[PASSAGE TO READ]

Photoblasticism is a mechanism of seed dormancy. Photoblastic seeds require light in order to germinate. Once germination starts, the stored nutrients that have accumulated during maturation start to be digested which then supports cell expansion and overall growth. Within light-stimulated germination, Phytochrome B (PHYB) is the photoreceptor that is responsible for the beginning stages of germination. When red light is present, PHYB is converted to its active form and moves from the cytoplasm to the nucleus where it upregulates the degradation of PIF1. PIF1, phytochrome-interaction-factor-1, negatively regulates germination by increasing the expression of proteins that repress the synthesis of gibberellin (GA), a major hormone in the germination process. Another factor that promotes germination is HFR1 which accumulates in light in some way and forms inactive heterodimers with PIF1.

[/PASSAGE TO READ]

▶ _ACTIVITY 1_
In the passage on photoblasticism, which photoreceptor is responsible for the beginning stages of light-stimulated germination?
▶ _ACTIVITY 2_
Extend the passage on photoblasticism by one paragraph that follows on from its final sentence.

[DATA]

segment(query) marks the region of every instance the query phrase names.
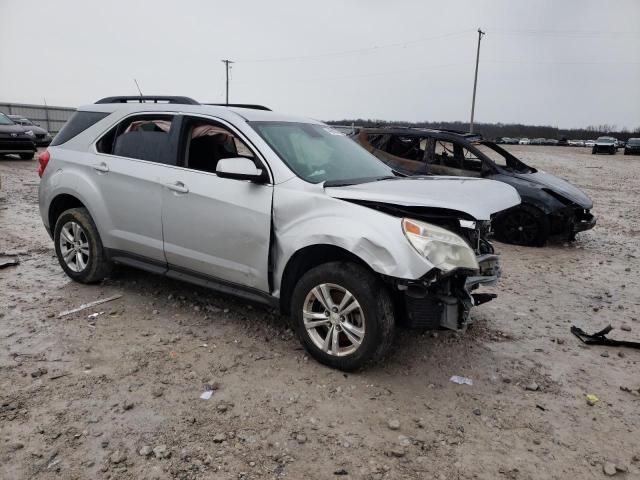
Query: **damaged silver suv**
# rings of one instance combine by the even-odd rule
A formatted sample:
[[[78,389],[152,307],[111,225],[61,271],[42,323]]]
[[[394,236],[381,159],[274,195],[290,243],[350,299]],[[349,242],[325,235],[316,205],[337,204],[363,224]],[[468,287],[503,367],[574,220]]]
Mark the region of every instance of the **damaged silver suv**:
[[[273,306],[344,370],[381,358],[397,321],[465,328],[500,274],[491,217],[520,202],[491,180],[403,178],[321,122],[186,97],[82,107],[39,161],[69,277],[120,263]]]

[/DATA]

▶ _RESPONSE BOX 1_
Phytochrome B (PHYB)

▶ _RESPONSE BOX 2_
Although the exact mechanism is not known, nitric oxide (NO) plays a role in this pathway as well. NO is thought to repress PIF1 gene expression and stabilises HFR1 in some way to support the start of germination. Bethke et al. (2006) exposed dormant Arabidopsis seeds to NO gas and within the next 4 days, 90% of the seeds broke dormancy and germinated. The authors also looked at how NO and GA effects the vacuolation process of aleurone cells that allow the movement of nutrients to be digested. A NO mutant resulted in inhibition of vacuolation but when GA was later added the process was active again leading to the belief that NO is prior to GA in the pathway. NO may also lead to the decrease in sensitivity of Abscisic acid (ABA), a plant hormone largely responsible for seed dormancy. The balance between GA and ABA is important. When ABA levels are higher than GA then that leads to dormant seeds and when GA levels are higher, seeds germinate. GA known to substitute the requirement of light for germination in positive photoblastic seeds.